- _Requirement_: Quote the entries word for word. Omit the pictures.

- _Material provided_:
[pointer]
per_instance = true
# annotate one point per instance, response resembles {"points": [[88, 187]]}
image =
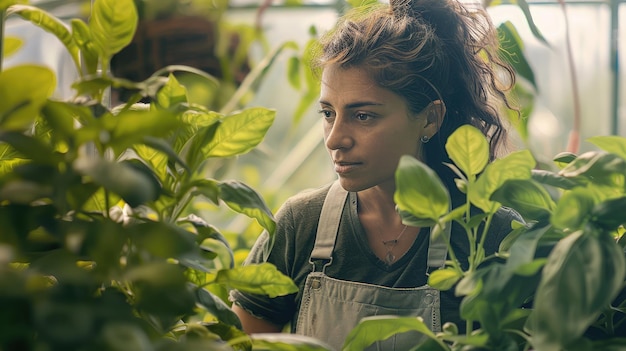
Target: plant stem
{"points": [[483, 236], [2, 20], [574, 137]]}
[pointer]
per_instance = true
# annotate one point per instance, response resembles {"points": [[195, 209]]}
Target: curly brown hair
{"points": [[428, 50]]}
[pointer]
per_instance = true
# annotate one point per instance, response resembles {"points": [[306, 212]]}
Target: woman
{"points": [[396, 79]]}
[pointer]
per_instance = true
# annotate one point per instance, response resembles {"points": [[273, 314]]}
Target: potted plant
{"points": [[100, 248]]}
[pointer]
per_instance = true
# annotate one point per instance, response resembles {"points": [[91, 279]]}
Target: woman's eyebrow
{"points": [[356, 104]]}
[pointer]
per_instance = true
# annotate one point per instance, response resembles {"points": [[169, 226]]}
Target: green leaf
{"points": [[88, 50], [164, 240], [528, 198], [610, 143], [217, 307], [243, 199], [419, 191], [516, 165], [512, 49], [132, 185], [286, 342], [262, 279], [573, 209], [23, 90], [240, 132], [584, 273], [293, 72], [171, 94], [600, 166], [11, 46], [444, 279], [553, 179], [113, 24], [30, 147], [375, 328], [468, 148], [609, 214], [132, 126], [50, 24]]}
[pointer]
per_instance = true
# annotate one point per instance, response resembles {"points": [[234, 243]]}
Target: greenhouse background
{"points": [[292, 156]]}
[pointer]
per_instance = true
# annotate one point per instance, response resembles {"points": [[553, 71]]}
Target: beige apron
{"points": [[331, 308]]}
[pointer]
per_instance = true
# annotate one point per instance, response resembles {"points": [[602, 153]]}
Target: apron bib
{"points": [[331, 308]]}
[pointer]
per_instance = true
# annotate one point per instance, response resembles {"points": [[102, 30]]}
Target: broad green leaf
{"points": [[165, 147], [131, 126], [23, 90], [132, 185], [239, 133], [168, 70], [207, 187], [164, 240], [30, 147], [553, 179], [512, 49], [199, 130], [610, 143], [11, 46], [609, 214], [243, 199], [88, 50], [60, 117], [217, 307], [172, 93], [584, 273], [419, 191], [50, 24], [262, 279], [600, 166], [92, 85], [113, 24], [444, 279], [257, 73], [376, 328], [286, 342], [573, 209], [156, 159], [24, 192], [516, 165], [161, 290], [527, 197], [468, 148]]}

- _Reply_:
[pointer]
per_instance = true
# annotate one point per instance, response resembles {"points": [[88, 187]]}
image =
Target: plant stem
{"points": [[483, 236], [2, 20], [574, 137]]}
[pointer]
per_instance = true
# annotate one point per instance, response resembles {"points": [[195, 209]]}
Target: curly brown hair
{"points": [[428, 50]]}
[pointer]
per_instance = true
# annotate one point per instance, response resembles {"points": [[306, 212]]}
Target: woman
{"points": [[396, 79]]}
[pointer]
per_instance = true
# annotate one point per instance, response resembles {"points": [[273, 314]]}
Target: potted plant
{"points": [[100, 248]]}
[pointer]
per_instance = true
# annotate one point per instance, response resembles {"points": [[91, 279]]}
Target: woman's eyebrow
{"points": [[356, 104]]}
[pointer]
per_instance = true
# annotate one point per instance, response resembles {"points": [[169, 226]]}
Target: green leaf
{"points": [[88, 50], [164, 240], [528, 198], [610, 143], [217, 307], [243, 199], [419, 191], [516, 165], [512, 49], [132, 185], [286, 342], [262, 279], [573, 209], [23, 90], [240, 132], [584, 273], [293, 72], [171, 94], [600, 166], [11, 46], [444, 279], [553, 179], [113, 24], [30, 147], [375, 328], [468, 148], [609, 214], [132, 126], [50, 24]]}
[pointer]
per_instance = true
# annotate one point per instance, response resembles {"points": [[234, 243]]}
Target: greenhouse background
{"points": [[292, 156]]}
[pointer]
per_instance = true
# annotate one point per instance, response resembles {"points": [[553, 71]]}
Target: beige apron
{"points": [[331, 308]]}
[pointer]
per_instance = true
# annotate one point per instance, response resembles {"points": [[602, 153]]}
Target: apron bib
{"points": [[331, 308]]}
[pointer]
per_instance = true
# annotate one point per instance, response resembles {"points": [[102, 30]]}
Target: broad green leaf
{"points": [[165, 147], [131, 126], [23, 90], [132, 185], [239, 133], [168, 70], [207, 187], [164, 240], [30, 147], [553, 179], [512, 49], [199, 130], [610, 143], [11, 46], [609, 214], [243, 199], [88, 50], [60, 117], [217, 307], [172, 93], [584, 273], [419, 191], [50, 24], [262, 279], [600, 166], [92, 85], [113, 24], [444, 279], [257, 73], [376, 328], [286, 342], [573, 209], [156, 159], [24, 192], [516, 165], [161, 290], [527, 197], [468, 148]]}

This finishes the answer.